| DOCUMENT PASSAGE |
Comparative Analysis of Machine-Learning Model Performance in Image Analysis: The Impact of Dataset Diversity and Size

Anesth Analg. 2024 Aug 8. doi: 10.1213/ANE.0000000000007088. Online ahead of print.

Abstract

Background: This study presents an analysis of machine-learning model performance in image analysis, with a specific focus on videolaryngoscopy procedures. The research aimed to explore how dataset diversity and size affect the performance of machine-learning models, an issue vital to the advancement of clinical artificial intelligence tools.

Methods: A total of 377 videolaryngoscopy videos from YouTube were used to create 6 varied datasets, each differing in patient diversity and image count. The study also incorporates data augmentation techniques to enhance these datasets further. Two machine-learning models, YOLOv5-Small and YOLOv8-Small, were trained and evaluated on metrics such as F1 score (a statistical measure that combines the precision and recall of the model into a single metric, reflecting its overall accuracy), precision, recall, mAP@50, and mAP@50-95.

| SUPPLIED DATA |
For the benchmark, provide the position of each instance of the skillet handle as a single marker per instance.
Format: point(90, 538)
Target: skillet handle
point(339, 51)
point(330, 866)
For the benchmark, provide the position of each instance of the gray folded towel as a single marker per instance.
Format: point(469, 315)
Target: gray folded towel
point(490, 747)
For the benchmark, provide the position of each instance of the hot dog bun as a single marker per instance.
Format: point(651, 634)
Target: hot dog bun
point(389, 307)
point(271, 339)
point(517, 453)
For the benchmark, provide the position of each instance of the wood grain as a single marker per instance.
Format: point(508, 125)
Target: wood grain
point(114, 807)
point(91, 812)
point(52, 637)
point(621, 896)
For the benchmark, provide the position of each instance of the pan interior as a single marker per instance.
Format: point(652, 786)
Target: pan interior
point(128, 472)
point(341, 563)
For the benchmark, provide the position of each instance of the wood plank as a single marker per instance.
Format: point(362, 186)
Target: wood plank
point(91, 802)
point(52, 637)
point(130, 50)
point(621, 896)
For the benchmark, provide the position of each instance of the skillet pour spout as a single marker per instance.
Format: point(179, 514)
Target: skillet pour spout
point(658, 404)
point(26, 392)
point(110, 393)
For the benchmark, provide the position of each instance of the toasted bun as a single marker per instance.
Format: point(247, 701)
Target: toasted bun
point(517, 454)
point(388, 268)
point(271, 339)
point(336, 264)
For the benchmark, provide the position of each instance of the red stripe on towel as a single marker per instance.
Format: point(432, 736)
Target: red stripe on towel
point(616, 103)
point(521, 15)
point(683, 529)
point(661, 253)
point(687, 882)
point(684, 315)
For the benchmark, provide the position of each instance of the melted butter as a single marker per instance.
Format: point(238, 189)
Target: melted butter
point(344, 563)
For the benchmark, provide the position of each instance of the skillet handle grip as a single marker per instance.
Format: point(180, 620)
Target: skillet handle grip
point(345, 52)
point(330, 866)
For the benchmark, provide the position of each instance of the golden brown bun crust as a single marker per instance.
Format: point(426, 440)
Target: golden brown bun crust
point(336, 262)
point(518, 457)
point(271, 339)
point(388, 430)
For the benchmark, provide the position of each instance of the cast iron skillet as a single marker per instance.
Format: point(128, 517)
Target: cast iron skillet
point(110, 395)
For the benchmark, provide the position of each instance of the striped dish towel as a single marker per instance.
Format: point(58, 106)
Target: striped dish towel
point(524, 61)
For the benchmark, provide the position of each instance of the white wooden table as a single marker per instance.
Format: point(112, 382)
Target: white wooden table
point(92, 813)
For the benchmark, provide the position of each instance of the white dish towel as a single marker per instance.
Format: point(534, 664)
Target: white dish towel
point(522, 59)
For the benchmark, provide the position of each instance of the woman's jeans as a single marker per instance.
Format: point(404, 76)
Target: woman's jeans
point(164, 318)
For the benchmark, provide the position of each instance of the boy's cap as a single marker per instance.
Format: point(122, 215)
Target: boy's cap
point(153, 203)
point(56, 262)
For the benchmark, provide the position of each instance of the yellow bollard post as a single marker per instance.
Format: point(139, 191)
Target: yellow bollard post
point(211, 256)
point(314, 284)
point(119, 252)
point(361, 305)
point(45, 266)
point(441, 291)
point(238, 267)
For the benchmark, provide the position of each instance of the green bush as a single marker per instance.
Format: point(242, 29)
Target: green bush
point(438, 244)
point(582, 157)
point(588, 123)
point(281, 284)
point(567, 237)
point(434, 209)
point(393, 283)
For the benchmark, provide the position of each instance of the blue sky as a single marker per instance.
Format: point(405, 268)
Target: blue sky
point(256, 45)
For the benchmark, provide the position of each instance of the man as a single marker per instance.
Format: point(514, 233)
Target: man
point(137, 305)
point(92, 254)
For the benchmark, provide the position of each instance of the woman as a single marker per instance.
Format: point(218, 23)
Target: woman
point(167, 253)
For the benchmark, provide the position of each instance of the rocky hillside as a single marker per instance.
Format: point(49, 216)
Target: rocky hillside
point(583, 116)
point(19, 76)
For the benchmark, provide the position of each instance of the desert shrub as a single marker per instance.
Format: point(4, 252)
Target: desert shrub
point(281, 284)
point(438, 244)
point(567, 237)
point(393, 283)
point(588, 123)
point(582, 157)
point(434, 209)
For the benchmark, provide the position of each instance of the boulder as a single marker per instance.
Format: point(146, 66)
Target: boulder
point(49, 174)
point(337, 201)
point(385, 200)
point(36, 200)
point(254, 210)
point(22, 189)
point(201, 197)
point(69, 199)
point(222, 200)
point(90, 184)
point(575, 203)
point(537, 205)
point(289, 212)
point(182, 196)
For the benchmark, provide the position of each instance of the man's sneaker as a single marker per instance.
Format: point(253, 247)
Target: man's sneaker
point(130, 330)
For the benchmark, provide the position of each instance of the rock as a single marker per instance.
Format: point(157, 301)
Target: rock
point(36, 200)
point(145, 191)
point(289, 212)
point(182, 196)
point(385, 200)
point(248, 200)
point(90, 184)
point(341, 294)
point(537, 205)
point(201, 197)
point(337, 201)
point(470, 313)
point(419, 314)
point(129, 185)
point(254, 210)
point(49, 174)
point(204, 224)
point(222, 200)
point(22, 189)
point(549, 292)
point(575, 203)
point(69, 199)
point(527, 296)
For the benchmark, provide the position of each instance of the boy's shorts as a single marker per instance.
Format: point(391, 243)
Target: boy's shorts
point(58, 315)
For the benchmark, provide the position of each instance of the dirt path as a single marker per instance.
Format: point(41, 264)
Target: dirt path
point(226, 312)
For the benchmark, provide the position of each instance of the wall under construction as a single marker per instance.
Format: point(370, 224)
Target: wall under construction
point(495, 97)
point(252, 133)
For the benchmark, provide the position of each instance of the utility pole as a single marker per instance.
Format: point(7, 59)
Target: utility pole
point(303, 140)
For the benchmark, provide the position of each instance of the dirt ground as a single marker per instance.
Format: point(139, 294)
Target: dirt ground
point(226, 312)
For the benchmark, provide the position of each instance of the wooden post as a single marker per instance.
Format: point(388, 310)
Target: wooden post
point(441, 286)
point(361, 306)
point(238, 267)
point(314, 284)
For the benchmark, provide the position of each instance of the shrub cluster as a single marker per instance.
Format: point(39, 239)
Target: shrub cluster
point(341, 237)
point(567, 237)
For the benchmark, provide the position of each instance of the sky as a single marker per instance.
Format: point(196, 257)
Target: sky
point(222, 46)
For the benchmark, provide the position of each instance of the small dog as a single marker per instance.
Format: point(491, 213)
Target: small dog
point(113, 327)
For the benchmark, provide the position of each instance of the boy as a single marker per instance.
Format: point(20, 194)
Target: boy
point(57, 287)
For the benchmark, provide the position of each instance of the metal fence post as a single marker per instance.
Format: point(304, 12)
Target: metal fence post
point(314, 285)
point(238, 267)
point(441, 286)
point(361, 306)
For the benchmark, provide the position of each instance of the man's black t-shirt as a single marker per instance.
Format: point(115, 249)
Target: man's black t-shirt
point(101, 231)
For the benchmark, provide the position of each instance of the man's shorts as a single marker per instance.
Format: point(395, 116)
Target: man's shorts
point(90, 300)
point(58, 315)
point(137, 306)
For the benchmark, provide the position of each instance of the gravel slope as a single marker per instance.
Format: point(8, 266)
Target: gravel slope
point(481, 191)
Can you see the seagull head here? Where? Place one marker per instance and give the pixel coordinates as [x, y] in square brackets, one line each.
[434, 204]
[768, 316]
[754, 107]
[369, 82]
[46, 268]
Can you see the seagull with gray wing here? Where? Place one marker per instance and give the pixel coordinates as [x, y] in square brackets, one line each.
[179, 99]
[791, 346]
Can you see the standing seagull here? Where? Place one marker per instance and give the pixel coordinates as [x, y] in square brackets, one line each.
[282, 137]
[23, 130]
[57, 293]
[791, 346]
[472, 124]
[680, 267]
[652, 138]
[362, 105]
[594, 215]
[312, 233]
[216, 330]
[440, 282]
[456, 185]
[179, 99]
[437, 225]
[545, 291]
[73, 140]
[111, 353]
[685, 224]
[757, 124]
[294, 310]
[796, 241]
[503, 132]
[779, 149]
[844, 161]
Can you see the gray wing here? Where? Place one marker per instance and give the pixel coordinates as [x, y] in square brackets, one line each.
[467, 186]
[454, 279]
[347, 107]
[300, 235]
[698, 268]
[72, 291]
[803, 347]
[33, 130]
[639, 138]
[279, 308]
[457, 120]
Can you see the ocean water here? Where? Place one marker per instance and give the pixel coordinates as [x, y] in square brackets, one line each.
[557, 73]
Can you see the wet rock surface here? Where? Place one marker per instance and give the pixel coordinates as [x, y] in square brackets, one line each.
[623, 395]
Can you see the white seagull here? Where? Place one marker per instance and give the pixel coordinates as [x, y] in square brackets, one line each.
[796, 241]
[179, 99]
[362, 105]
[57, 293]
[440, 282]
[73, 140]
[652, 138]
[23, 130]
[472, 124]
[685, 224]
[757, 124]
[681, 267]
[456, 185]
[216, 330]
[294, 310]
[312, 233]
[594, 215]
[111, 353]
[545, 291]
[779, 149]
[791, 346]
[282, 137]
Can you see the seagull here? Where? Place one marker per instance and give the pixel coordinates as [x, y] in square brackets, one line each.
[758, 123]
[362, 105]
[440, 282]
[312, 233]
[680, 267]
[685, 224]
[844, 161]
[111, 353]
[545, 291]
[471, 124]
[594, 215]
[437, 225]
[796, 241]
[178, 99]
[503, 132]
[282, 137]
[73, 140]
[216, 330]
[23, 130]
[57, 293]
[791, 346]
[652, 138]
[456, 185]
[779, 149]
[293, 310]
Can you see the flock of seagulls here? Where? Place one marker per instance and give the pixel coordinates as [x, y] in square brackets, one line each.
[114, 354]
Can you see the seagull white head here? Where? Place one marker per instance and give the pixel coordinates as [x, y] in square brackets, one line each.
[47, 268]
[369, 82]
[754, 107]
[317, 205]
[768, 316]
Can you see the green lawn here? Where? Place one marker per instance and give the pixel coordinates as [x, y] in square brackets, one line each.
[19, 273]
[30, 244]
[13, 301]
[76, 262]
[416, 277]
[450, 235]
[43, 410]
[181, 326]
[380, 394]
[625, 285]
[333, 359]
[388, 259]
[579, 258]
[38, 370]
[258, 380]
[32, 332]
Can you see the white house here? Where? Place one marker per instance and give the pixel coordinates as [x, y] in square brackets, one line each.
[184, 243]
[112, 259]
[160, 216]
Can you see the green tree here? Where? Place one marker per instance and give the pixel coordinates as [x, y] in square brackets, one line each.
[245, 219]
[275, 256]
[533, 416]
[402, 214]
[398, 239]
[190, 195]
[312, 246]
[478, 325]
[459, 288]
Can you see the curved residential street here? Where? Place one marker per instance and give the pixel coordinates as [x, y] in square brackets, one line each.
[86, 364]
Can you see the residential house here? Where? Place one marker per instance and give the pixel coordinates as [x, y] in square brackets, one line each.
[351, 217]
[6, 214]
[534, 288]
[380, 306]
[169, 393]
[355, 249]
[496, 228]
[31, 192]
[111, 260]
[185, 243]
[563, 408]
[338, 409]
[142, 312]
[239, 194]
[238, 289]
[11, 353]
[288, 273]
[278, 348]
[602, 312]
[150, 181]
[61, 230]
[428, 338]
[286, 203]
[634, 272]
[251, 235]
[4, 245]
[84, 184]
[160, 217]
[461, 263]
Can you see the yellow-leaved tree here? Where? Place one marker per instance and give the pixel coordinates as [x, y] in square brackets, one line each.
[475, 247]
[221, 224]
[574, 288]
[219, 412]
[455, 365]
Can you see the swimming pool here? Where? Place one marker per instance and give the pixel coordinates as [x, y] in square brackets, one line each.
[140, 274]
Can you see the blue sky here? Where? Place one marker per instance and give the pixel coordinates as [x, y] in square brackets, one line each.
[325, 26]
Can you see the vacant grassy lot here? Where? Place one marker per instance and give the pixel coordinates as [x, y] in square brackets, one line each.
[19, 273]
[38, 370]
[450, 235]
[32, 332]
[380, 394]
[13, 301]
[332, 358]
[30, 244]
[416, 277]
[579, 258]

| TO DO |
- 1) According to the abstract on machine-learning model performance, how many videolaryngoscopy videos were used to create the datasets?
- 2) Translate this sentence from the abstract into Spanish: "The study also incorporates data augmentation techniques to enhance these datasets further."

| ANSWER SET |
- 1) 377 videolaryngoscopy videos from YouTube.

- 2) El estudio también incorpora técnicas de aumento de datos para mejorar aún más estos conjuntos de datos.